▶ **To do**:
Reproduce the data below with every occurrence of "pointer" replaced by "marker" and nothing else changed. Leave the pictures out of your output.

▶ **Records for this exercise**:
____
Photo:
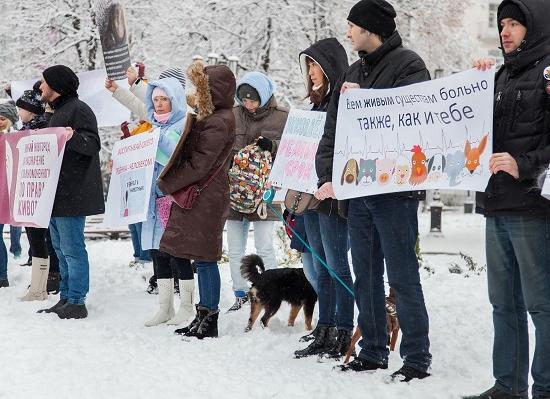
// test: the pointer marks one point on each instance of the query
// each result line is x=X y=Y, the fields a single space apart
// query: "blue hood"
x=175 y=92
x=263 y=85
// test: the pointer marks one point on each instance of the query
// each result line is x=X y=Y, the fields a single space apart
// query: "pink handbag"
x=164 y=205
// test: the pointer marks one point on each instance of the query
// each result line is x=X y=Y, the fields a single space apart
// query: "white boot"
x=39 y=280
x=187 y=297
x=166 y=301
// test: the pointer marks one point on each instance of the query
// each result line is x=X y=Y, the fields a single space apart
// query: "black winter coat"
x=80 y=188
x=391 y=65
x=522 y=119
x=332 y=58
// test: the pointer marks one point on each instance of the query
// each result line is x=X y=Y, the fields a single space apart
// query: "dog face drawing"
x=436 y=167
x=384 y=170
x=367 y=171
x=454 y=167
x=351 y=172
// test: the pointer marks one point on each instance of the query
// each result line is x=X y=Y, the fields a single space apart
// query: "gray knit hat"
x=8 y=110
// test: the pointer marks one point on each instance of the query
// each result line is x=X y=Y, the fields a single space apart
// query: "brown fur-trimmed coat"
x=206 y=141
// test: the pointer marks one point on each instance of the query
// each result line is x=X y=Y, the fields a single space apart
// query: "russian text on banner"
x=430 y=135
x=294 y=166
x=131 y=179
x=28 y=182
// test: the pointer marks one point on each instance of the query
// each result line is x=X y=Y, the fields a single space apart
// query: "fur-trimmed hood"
x=215 y=88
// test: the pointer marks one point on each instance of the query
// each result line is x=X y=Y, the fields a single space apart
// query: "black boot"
x=52 y=286
x=359 y=365
x=311 y=336
x=495 y=393
x=54 y=308
x=208 y=327
x=71 y=311
x=201 y=313
x=152 y=288
x=325 y=340
x=340 y=348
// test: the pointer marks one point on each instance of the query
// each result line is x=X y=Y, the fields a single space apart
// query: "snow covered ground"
x=112 y=355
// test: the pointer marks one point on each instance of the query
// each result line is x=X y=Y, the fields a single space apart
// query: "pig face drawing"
x=384 y=170
x=367 y=171
x=454 y=166
x=436 y=167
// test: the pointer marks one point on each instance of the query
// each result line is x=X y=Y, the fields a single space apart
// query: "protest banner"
x=112 y=32
x=294 y=166
x=430 y=135
x=131 y=179
x=28 y=181
x=91 y=90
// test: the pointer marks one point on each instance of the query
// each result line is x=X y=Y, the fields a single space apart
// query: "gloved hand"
x=265 y=144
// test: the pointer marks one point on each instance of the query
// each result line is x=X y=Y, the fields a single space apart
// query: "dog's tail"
x=252 y=267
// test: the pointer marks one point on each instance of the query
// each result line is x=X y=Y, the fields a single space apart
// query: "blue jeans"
x=139 y=253
x=3 y=256
x=518 y=275
x=15 y=240
x=68 y=241
x=328 y=236
x=208 y=275
x=237 y=237
x=386 y=227
x=309 y=270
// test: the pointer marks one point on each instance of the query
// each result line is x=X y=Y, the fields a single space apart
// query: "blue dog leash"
x=268 y=199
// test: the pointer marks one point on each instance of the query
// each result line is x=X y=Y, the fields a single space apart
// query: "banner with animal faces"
x=131 y=179
x=30 y=166
x=430 y=135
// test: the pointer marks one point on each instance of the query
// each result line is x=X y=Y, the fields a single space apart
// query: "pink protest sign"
x=28 y=181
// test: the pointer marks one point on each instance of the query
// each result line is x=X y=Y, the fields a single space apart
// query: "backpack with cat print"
____
▶ **Solved exercise**:
Photo:
// test: the marker marks one point on each instance of the query
// each result line is x=X y=Y, the fields a single space apart
// query: "blue hood"
x=175 y=92
x=263 y=85
// test: the marker marks one point on each instance of the query
// each result line is x=X y=Y, the fields a single space apart
// query: "pink handbag"
x=164 y=205
// test: the marker marks one point on each instance of the query
// each result line is x=X y=Y, the fields a single space apart
// query: "white boot"
x=39 y=280
x=187 y=297
x=166 y=301
// test: the marker marks one point on each instance of the query
// each result line is x=X y=Y, the fields a single space apart
// query: "black winter coat"
x=80 y=188
x=391 y=65
x=522 y=119
x=332 y=58
// test: the marker marks one point on each instance of the query
// each result line is x=X y=Y, the fields a single space apart
// query: "dog face drawing"
x=436 y=167
x=384 y=170
x=367 y=171
x=454 y=167
x=351 y=172
// test: the marker marks one point on each instance of the query
// each result line is x=X y=Y, the fields a single space apart
// query: "gray knit hat"
x=8 y=110
// test: the marker marks one point on each instance of the query
// each result line is x=X y=Y, the fields a single space apart
// query: "brown fur-trimmed coat"
x=206 y=141
// test: the marker marks one point on each instance of the query
// each result line is x=X y=Y, the fields a single space apart
// query: "russian text on banner"
x=430 y=135
x=294 y=166
x=131 y=179
x=28 y=182
// test: the marker marks one point on each instance of the query
// each result line is x=X y=Y, the fields a single space apart
// query: "fur-trimmed hood"
x=215 y=88
// test: the marker marks one point on each instance of the query
// each result line is x=X y=Y, the fields a single space apart
// query: "black boot"
x=52 y=286
x=359 y=365
x=311 y=336
x=495 y=393
x=54 y=308
x=208 y=327
x=71 y=311
x=201 y=313
x=152 y=288
x=325 y=340
x=340 y=348
// test: the marker marks one point on each instance of the query
// each result line is x=X y=Y, the fields a single space apart
// query: "snow covered ground"
x=112 y=355
// test: the marker marks one point on each instance of the query
// each result line is x=X y=Y, the fields a single space apart
// query: "pig face drawing"
x=384 y=170
x=367 y=171
x=454 y=166
x=436 y=167
// test: the marker marks one point on each instance of the query
// each result line is x=X y=Y, the fields a single space apart
// query: "protest banner"
x=112 y=32
x=294 y=166
x=430 y=135
x=131 y=179
x=28 y=181
x=91 y=90
// test: the marker marks one point on each instance of the query
// each result line is x=X y=Y, the fields a single space apart
// query: "gloved hand"
x=265 y=144
// test: the marker marks one point on each instance of the query
// each result line is x=X y=Y, the fields a single space apart
// query: "dog's tail"
x=252 y=267
// test: the marker marks one point on each instance of the query
// each result line is x=X y=Y, the fields a single space apart
// query: "blue jeans"
x=139 y=253
x=3 y=256
x=518 y=275
x=15 y=240
x=68 y=241
x=328 y=236
x=208 y=275
x=237 y=237
x=386 y=227
x=309 y=270
// test: the marker marks one point on each instance of the query
// each result line is x=X y=Y, the fields a single space apart
// query: "blue dog leash"
x=268 y=199
// test: the marker marks one point on each instance of the query
// each result line is x=X y=Y, the fields a single space apart
// query: "banner with animal faces"
x=131 y=179
x=30 y=166
x=430 y=135
// test: the marker marks one point on each instance of the query
// each result line is x=X y=Y, the fields a single space apart
// query: "pink protest sign"
x=28 y=181
// test: the marker marks one point on each instance of the query
// each result line is x=X y=Y, the fields a single space apart
// query: "backpack with cat print"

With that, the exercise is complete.